#### [Okunacak metin]

§

Bu şakadan atışmayı bir süredir devam ettiriyoruz. Her seferinde yeni ayrıntılar ekleyerek hem de. Yine de bazen kendimi Bavyeralı Kemancı’yı düşünürken buluyorum. Onu sarışın, alımlı ve tutkulu biri olarak hayal ediyorum. Belki de Mary haklıdır, diyorum kendi kendime. Bavyeralı Kemancı gerçekten mükemmel biri. Titiz, dikkatli ve hatasız. Üstelik bir de Alman. “Alman disiplinini hafife almamalısın,” diyor Mary. Almamak lazım hakikaten. Benim yerimde kemancı olsaydı, çanak çömlek kırılmayacak, sobanın camını kapkara is tutmayacak, odalar havalandırılıp yataklar yapılacaktı. Bunu düşündükçe daha bir sakarlaşıp sersemleşiyorum. Tabaklar elimden kayıp duruyor.

Geçen gün Dublin’in en büyük kitapçısı Hodges Figgis, kuruluşunun 250. yıldönümü nedeniyle, Flann O’Brien müstear ismini kullanan İrlandalı yazar Brian O’Nolan’ın “At Swim-Two-Birds” adlı romanını yeniden bastı. (Bu benzersiz romanın, Gülden Hatipoğlu tarafından Türkçeye aktarıldığını ve “Ağaca Tüneyen Sweeny” adı altında Everest Yayınları tarafından basıldığını yeri gelmişken söyleyelim.) Hodges Figgis’in böyle önemli bir yıldönümünü anmak için bu kitabı seçmesi, şaşırtıcı olmamakla beraber yine de manidardı, çünkü yazarın kendisi gibi romanın da talihsiz bir hikayesi vardı.

§

#### [Çıkarılan satırlar]
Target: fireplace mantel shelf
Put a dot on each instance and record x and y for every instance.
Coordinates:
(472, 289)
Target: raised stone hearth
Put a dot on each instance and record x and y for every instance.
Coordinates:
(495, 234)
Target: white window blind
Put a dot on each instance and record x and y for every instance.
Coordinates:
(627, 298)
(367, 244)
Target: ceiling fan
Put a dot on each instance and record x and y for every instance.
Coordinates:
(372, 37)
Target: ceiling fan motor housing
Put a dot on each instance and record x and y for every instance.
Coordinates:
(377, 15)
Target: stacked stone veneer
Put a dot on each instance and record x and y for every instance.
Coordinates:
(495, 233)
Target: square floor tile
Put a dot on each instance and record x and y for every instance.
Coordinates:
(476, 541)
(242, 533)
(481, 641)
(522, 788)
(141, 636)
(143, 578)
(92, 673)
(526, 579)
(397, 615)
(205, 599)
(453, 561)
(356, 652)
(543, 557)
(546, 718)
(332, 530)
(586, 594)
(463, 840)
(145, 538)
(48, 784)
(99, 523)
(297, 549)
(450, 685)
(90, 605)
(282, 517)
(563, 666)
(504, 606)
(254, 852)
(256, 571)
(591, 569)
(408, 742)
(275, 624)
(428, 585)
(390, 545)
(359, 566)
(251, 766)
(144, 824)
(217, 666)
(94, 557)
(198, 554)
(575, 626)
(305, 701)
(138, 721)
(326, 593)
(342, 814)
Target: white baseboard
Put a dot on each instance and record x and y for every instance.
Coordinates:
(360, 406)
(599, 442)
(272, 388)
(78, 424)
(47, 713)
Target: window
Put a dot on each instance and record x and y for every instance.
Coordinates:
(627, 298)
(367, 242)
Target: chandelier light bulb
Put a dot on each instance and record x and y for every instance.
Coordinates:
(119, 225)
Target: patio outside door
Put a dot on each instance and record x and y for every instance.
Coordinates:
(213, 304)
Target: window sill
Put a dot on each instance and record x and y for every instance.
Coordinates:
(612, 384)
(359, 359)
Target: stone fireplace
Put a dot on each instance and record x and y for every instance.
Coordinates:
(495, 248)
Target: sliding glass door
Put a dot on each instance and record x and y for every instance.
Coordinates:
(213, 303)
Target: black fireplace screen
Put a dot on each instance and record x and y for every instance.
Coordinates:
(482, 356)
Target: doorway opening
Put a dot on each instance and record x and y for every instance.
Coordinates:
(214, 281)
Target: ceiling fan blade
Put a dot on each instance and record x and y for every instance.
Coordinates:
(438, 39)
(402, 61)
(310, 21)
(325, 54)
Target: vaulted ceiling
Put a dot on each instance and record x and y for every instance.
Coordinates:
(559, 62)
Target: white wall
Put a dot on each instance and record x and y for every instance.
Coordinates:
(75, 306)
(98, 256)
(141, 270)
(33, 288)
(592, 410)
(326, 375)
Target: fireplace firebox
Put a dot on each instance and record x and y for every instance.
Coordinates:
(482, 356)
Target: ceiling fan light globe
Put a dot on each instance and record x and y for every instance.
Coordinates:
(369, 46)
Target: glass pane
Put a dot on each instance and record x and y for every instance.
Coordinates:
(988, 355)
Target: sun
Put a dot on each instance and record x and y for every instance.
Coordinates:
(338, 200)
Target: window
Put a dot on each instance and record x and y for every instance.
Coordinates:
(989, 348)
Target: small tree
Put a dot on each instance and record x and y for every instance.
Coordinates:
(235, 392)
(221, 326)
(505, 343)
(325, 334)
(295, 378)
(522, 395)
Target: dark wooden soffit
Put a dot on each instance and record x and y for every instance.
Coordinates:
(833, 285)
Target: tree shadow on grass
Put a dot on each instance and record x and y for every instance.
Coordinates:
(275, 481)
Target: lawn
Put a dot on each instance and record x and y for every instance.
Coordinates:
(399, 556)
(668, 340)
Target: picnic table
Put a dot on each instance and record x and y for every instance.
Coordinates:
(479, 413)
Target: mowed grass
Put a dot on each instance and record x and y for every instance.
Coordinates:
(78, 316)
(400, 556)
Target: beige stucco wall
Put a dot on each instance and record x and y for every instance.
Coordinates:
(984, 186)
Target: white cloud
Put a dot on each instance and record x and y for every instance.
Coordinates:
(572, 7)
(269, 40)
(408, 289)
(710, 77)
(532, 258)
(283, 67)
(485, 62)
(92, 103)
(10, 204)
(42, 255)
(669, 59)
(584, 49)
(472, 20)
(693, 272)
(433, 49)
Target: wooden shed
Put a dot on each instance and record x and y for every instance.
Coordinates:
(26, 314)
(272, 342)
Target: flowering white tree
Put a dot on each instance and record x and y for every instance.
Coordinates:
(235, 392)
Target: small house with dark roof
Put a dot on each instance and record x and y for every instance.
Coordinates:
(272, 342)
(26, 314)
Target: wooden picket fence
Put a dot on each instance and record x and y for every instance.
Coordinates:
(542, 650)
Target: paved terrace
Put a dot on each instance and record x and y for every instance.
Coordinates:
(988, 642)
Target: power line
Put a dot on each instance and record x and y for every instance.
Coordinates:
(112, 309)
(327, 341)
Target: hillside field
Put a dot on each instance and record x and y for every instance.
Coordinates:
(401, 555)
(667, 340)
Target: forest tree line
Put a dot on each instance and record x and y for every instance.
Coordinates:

§

#### [Aşağıdakileri tamamlayın]
a: İçinde "light" kelimesi geçen bütün satırları seçip olduğu gibi kopyalayın.
b: Hodges Figgis'in yeniden bastığı romandan söz eden yazıyı kaldığı yerden sürdürün.

#### [Görevlere göre sonuçlar]
a:
Target: chandelier light bulb
Target: ceiling fan light globe

b:
“Ağaca Tüneyen Sweeny”nin ilk baskısı 1939’da yapılmıştı. Az sayıda kopya basılmış ve pek ilgi görmemişti. Bir grup eleştirmen, bu “garip” kitabın çok katmanlı hikayesi ve karmaşık olay örgüsü nedeniyle pek sevilmediğini iddia eder. Bir başka grup ise, hemen hemen aynı tarihlerde basılmış olan bir başka acayip romanın rol çaldığını söyler. Bu kitap, “Finnegans Wake”tir. James Joyce’un romanı, gerçekten de daha önce örneğine rastlanmamış ve muhtemelen de bir daha rastlanmayacak türde bir anlatıdır. Sadece edebiyat biçimlerini değil, dilin ve algının sınırlarını da zorlamasıyla ünlüdür. Dolayısıyla, ikinci grup bu konuda haklı olabilir.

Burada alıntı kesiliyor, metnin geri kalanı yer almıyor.